This barrier in between these two different types of cinema is very hazy these days. We know loads of films that incorporate some of these ‘alternative’ forms into their Hollywood blockbusters. The films that did use the ‘alternative’ forms first though were the French New Wave filmmakers like Bergman Francois Tufaut and Jean Luc-Goddard in the late fifties and early sixties. It seemed the Classic Hollywood narratives didn’t relate to people that much anymore. This was because the world was in post war where most people thought that they could die as result of the war. People’s lives became uncertain and thus they could not relate to characters whose futures always ended predictably well. Causality and individual agency didn’t seem apparent anymore. Why? Because a lot of people had died in the war thinking that they were going to win it, but they didn’t. But these ‘classic’ values are just assumptions, theory that doesn’t have to be correct.

▸ LISTED ENTRIES:
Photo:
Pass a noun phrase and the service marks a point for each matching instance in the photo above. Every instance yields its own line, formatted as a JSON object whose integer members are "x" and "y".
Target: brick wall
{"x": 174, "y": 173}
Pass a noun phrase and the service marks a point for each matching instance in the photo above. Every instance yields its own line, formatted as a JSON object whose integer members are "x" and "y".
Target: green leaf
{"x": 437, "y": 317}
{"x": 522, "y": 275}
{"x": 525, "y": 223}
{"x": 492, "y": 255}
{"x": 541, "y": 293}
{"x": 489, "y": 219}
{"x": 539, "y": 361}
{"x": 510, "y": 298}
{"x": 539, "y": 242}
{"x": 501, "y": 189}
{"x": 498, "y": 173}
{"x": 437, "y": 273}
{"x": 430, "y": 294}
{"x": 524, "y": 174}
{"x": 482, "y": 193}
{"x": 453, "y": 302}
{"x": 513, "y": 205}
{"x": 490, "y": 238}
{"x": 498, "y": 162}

▸ WHAT NEEDS TO BE DONE: Can you echo back the entire passage on Hollywood and alternative cinema, word for word? The listing is separate material and has no connection to the passage on film.

▸ TASK SOLUTION:
This barrier in between these two different types of cinema is very hazy these days. We know loads of films that incorporate some of these ‘alternative’ forms into their Hollywood blockbusters. The films that did use the ‘alternative’ forms first though were the French New Wave filmmakers like Bergman Francois Tufaut and Jean Luc-Goddard in the late fifties and early sixties. It seemed the Classic Hollywood narratives didn’t relate to people that much anymore. This was because the world was in post war where most people thought that they could die as result of the war. People’s lives became uncertain and thus they could not relate to characters whose futures always ended predictably well. Causality and individual agency didn’t seem apparent anymore. Why? Because a lot of people had died in the war thinking that they were going to win it, but they didn’t. But these ‘classic’ values are just assumptions, theory that doesn’t have to be correct.